Your objective: Report every line in the lines below that contains the string "cloud", copying each such line in full. Matching is case-sensitive.

Data supplied:
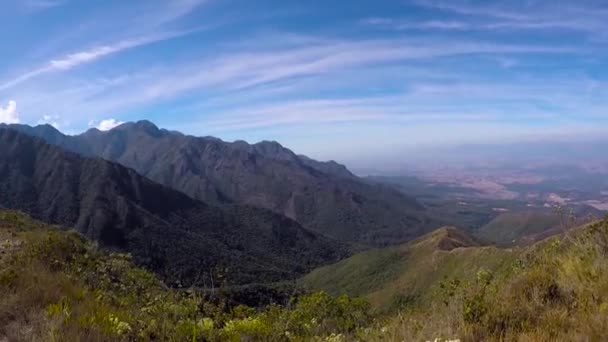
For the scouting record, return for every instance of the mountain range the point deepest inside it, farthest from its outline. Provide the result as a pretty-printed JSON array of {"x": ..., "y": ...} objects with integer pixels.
[
  {"x": 324, "y": 197},
  {"x": 182, "y": 239}
]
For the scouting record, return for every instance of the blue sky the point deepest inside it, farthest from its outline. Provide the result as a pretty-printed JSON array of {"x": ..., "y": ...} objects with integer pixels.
[{"x": 332, "y": 79}]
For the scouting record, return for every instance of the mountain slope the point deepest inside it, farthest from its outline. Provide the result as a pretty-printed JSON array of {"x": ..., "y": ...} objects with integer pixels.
[
  {"x": 509, "y": 228},
  {"x": 323, "y": 197},
  {"x": 408, "y": 274},
  {"x": 182, "y": 239}
]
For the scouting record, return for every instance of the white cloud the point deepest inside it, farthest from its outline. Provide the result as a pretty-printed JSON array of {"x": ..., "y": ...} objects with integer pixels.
[
  {"x": 105, "y": 125},
  {"x": 75, "y": 59},
  {"x": 52, "y": 120},
  {"x": 9, "y": 114}
]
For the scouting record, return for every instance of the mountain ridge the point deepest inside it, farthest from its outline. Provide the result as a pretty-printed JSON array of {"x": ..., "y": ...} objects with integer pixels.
[
  {"x": 165, "y": 230},
  {"x": 322, "y": 196}
]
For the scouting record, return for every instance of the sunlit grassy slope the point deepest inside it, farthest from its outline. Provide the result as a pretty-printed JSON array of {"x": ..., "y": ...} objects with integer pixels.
[{"x": 406, "y": 275}]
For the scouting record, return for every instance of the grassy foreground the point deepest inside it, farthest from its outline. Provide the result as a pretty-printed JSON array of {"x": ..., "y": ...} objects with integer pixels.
[{"x": 57, "y": 286}]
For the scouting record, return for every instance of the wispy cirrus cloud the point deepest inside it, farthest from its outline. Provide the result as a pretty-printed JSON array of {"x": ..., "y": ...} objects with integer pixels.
[
  {"x": 8, "y": 113},
  {"x": 92, "y": 54},
  {"x": 502, "y": 16}
]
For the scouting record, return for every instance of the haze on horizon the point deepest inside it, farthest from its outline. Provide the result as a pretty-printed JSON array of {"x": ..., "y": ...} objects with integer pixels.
[{"x": 346, "y": 80}]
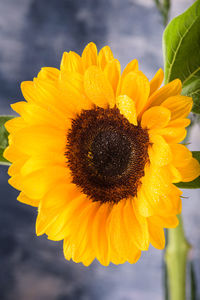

Right answer:
For the scouting record, return for every instance of the white cloud the point deepest inside it, farthest from its outline. Provide the result as a pretty-printed JSON array of {"x": ..., "y": ...} objects with integer pixels.
For the scouting record, return for every instance of the wispy cirrus cloud the point deepest inside it, farthest from its outline. Provide the result as a pretty-printed JSON array of {"x": ..., "y": ...} objects with integer pixels.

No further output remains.